== Exercise task A ==
In the kickboxing thread, how long does Buka say they have been kickboxing?
== Exercise task B ==
Write out the kickboxing thread from "-What made you" to "that you kickbox?", inclusive, swapping "stereotyping" for "judgment".
== Exercise task C ==
Carry on the kickboxing thread from its last line.

== Page excerpt ==

########################################

How long have you been kickboxing?


What do you enjoy about it?


How does kickboxing make you feel?


Have you gone to a co-ed kickboxing gym before?

What made you decide to come to a women's only gym? (for womens only gym ex 30 min HIT etc)


Did you have experience practicing with men?


How did you feel while doing that?


-What made you choose a co-ed gym over a women's only gym? (women only question)

- Have you noticed any stereotyping when you tell people that you kickbox?

- Do you feel the need to overcome any stereotypes by practicing this sport?

- What is your reason for participating in kickboxing?

Ex. Form of exercise, improves self esteem (empowering), an outlet for stress and/or an opportunity for aggression.


----------



## Buka (Mar 4, 2020)

Hi Amyc, welcome to Martial Talk.

I'll participate....

_How long have you been kickboxing?_

On and off for over forty years.

_What do you enjoy about it?_

I enjoy most phases of Martial Arts.

_How does kickboxing make you feel?_

I'm not really sure how to answer that question. Perhaps it should be phrased differently
_
Have you gone to a co-ed kickboxing gym before?_

I've never been to a gym that wasn't co-ed. Didn't know they existed.

########################################

== Supplied data ==
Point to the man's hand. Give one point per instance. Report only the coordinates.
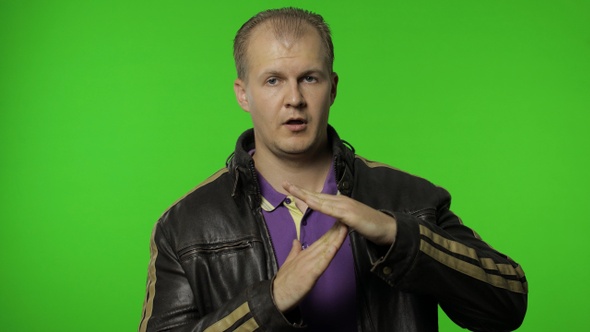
(374, 225)
(302, 268)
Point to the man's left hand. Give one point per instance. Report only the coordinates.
(374, 225)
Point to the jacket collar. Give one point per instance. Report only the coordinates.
(241, 166)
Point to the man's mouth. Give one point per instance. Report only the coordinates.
(296, 122)
(296, 125)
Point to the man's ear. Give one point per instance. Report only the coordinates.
(334, 87)
(241, 96)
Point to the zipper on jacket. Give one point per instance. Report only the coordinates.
(272, 262)
(211, 250)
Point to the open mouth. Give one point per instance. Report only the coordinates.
(296, 122)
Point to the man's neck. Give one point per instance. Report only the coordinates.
(307, 172)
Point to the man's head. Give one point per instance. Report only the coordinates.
(287, 83)
(287, 23)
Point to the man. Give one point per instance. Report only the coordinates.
(298, 232)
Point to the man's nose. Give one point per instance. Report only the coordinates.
(294, 97)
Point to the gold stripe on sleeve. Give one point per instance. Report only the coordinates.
(148, 305)
(468, 268)
(248, 326)
(229, 320)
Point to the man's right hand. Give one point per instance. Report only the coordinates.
(303, 268)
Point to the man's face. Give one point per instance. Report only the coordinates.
(288, 92)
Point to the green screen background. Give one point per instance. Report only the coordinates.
(111, 110)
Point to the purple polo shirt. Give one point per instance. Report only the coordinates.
(331, 304)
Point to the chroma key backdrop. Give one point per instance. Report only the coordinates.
(111, 110)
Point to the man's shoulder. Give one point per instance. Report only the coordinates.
(382, 173)
(206, 193)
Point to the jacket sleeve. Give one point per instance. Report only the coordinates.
(170, 304)
(434, 253)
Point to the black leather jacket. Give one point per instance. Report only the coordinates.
(212, 261)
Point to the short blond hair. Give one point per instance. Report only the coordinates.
(286, 22)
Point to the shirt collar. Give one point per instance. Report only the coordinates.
(271, 198)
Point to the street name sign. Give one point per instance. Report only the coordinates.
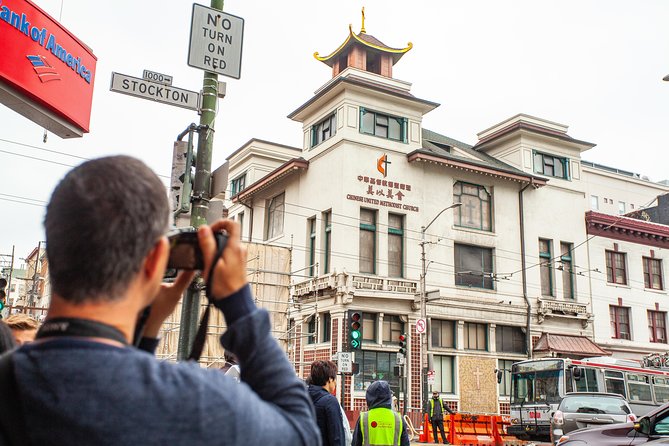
(345, 362)
(160, 78)
(216, 41)
(141, 88)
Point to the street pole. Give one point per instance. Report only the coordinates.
(190, 309)
(423, 304)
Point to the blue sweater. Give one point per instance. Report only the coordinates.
(75, 391)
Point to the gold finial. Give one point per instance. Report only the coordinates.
(362, 29)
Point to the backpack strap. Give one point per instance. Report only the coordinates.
(12, 424)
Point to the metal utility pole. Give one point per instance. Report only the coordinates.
(200, 199)
(423, 302)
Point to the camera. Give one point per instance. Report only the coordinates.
(185, 252)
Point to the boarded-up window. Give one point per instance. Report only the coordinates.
(443, 333)
(395, 245)
(367, 241)
(473, 266)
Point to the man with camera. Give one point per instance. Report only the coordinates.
(81, 381)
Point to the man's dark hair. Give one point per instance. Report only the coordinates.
(102, 220)
(322, 371)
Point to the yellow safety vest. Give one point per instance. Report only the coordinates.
(380, 427)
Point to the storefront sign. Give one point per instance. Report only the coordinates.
(44, 66)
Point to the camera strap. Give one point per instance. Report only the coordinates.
(80, 328)
(201, 335)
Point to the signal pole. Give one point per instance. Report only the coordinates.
(200, 199)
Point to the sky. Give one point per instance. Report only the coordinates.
(596, 66)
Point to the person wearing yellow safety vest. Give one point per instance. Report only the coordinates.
(380, 425)
(435, 409)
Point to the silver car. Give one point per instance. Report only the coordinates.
(588, 409)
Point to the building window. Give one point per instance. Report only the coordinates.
(476, 336)
(275, 211)
(369, 327)
(393, 327)
(616, 271)
(567, 268)
(326, 322)
(311, 224)
(652, 273)
(552, 166)
(510, 339)
(657, 326)
(384, 126)
(476, 209)
(443, 374)
(443, 333)
(367, 241)
(546, 266)
(375, 366)
(594, 202)
(240, 219)
(327, 241)
(237, 185)
(311, 330)
(395, 245)
(504, 365)
(325, 129)
(620, 322)
(473, 266)
(621, 207)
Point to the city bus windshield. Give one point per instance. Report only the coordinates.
(537, 383)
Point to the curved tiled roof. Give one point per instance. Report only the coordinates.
(366, 40)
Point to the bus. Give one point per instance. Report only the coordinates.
(538, 386)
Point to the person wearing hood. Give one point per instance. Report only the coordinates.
(322, 383)
(380, 425)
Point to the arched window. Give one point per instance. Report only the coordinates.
(476, 209)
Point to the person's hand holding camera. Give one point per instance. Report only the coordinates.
(230, 269)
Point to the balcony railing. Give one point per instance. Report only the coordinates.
(350, 283)
(562, 309)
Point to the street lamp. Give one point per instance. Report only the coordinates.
(423, 297)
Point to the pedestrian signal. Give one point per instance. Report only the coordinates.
(354, 333)
(403, 344)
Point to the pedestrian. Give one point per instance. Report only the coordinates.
(81, 381)
(322, 384)
(435, 410)
(24, 328)
(7, 341)
(380, 425)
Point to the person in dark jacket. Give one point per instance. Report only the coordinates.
(380, 425)
(435, 410)
(322, 382)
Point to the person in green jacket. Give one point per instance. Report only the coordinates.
(380, 425)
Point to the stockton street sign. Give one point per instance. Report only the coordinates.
(142, 88)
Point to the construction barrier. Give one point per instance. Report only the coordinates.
(471, 429)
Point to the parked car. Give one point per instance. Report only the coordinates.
(653, 428)
(579, 410)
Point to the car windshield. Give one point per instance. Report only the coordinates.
(594, 405)
(536, 387)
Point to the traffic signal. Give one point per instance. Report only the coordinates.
(403, 344)
(354, 332)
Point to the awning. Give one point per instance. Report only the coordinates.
(571, 346)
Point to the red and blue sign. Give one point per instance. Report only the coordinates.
(44, 63)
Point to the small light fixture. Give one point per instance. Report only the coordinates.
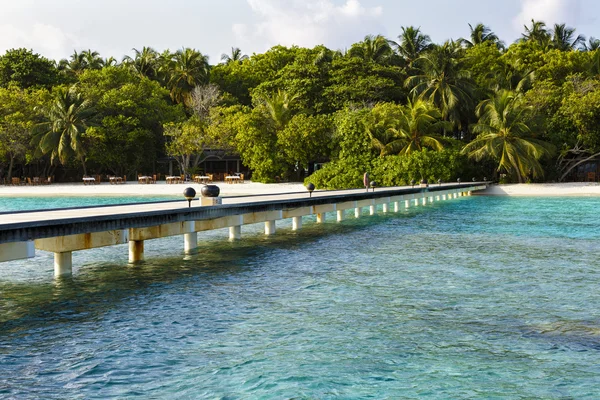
(310, 187)
(189, 194)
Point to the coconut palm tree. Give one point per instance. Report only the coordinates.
(61, 135)
(563, 38)
(278, 107)
(144, 63)
(372, 48)
(592, 44)
(188, 69)
(481, 34)
(444, 82)
(403, 130)
(235, 56)
(505, 137)
(536, 34)
(412, 43)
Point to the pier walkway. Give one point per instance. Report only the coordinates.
(63, 231)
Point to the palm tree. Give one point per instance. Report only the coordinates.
(92, 59)
(563, 38)
(61, 135)
(411, 43)
(505, 137)
(236, 56)
(592, 44)
(372, 48)
(481, 34)
(403, 130)
(278, 107)
(444, 82)
(536, 34)
(144, 63)
(189, 68)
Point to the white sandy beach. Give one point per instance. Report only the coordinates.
(250, 188)
(544, 189)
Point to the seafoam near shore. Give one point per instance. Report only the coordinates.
(544, 189)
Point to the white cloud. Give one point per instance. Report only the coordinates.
(307, 23)
(548, 11)
(45, 39)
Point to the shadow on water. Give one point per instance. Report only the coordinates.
(100, 286)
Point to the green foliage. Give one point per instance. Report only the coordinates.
(25, 69)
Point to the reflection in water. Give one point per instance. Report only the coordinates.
(480, 298)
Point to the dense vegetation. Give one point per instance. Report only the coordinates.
(401, 110)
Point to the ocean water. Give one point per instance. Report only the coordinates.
(46, 203)
(472, 298)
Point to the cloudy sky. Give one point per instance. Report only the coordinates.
(54, 28)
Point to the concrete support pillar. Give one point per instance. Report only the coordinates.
(269, 227)
(235, 232)
(296, 223)
(136, 251)
(63, 264)
(190, 240)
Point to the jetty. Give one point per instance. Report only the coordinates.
(63, 231)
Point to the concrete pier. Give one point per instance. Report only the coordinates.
(296, 223)
(66, 230)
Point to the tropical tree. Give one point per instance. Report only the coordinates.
(412, 43)
(61, 135)
(537, 33)
(401, 130)
(277, 106)
(445, 82)
(372, 48)
(188, 69)
(505, 137)
(235, 56)
(481, 34)
(563, 38)
(144, 63)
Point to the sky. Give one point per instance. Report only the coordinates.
(56, 28)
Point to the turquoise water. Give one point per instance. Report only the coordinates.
(474, 298)
(45, 203)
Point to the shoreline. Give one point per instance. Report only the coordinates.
(252, 188)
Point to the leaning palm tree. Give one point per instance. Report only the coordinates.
(592, 44)
(189, 69)
(563, 38)
(61, 135)
(411, 43)
(481, 34)
(505, 137)
(444, 81)
(373, 48)
(537, 33)
(235, 56)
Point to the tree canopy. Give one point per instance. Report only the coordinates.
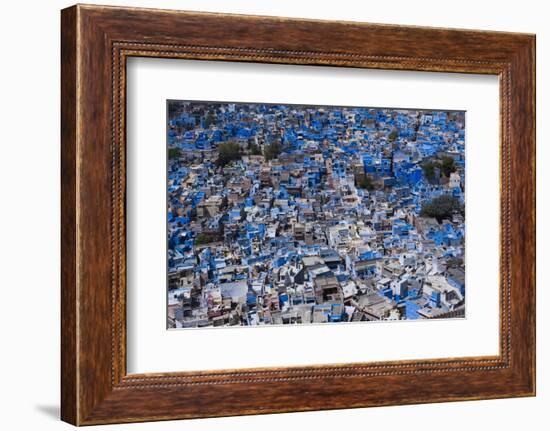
(442, 207)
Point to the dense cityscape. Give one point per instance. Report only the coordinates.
(286, 214)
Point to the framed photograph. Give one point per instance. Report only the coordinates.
(263, 214)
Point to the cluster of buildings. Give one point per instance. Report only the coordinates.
(314, 214)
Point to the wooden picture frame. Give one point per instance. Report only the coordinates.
(95, 43)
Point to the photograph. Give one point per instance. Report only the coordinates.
(283, 214)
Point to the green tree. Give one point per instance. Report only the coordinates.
(442, 207)
(174, 153)
(447, 165)
(227, 152)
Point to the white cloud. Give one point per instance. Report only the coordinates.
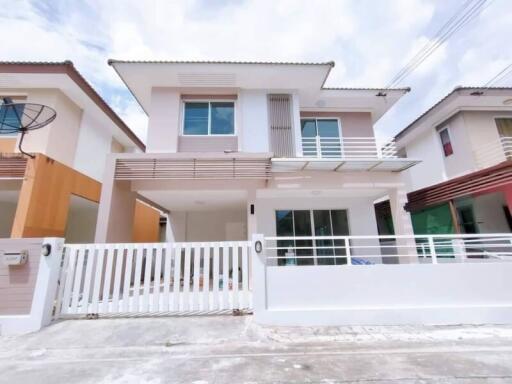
(369, 40)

########################################

== Expected output A ==
On and off for over forty years.

== Expected output B ==
-What made you choose a co-ed gym over a women's only gym? (women only question)

- Have you noticed any judgment when you tell people that you kickbox?

== Expected output C ==
- _Have you noticed any stereotyping when you tell people that you kickbox?_

No. But then telling somebody you kickbox doesn't really come up in conversation a lot.
_
 -Do you feel the need to overcome any stereotypes by practicing this sport?_

No

_What is your reason for participating in kickboxing?_

It's just another form of Martial Art training and/or competition


----------



## amyyc (Mar 4, 2020)

thank you, i appreciate it !


----------



## Monkey Turned Wolf (Mar 4, 2020)

How long have you been kickboxing? _I trained kickboxing specifically for about 4-5 years, but it's been about 5 years._

What do you enjoy about it? _Learning new things, the physicality, and simply martial arts in general._
How does kickboxing make you feel?_ Good?_
Have you gone to a co-ed kickboxing gym before? _I wasn't aware there were non co-ed kickboxing gyms. Unless you're referring to cardio kickboxing, which is a very different thing IMO._
What made you decide to come to a women's only gym? (for womens only gym ex 30 min HIT etc) _Not relevant (am male)_


Did you have experience practicing with men? _Not relevant_


How did you feel while doing that? _Not relevant_



- Have you noticed any stereotyping when you tell people that you kickbox? _People will make jokes that I can beat them up, mostly laughing since I'm rather small. The only people I tell are friends though, and it's not something that comes up often._

- Do you feel the need to overcome any stereotypes by practicing this sport? _No._

- What is your reason for participating in kickboxing? _I enjoy martial arts in all shapes and forms. _


----------



## amyyc (Mar 4, 2020)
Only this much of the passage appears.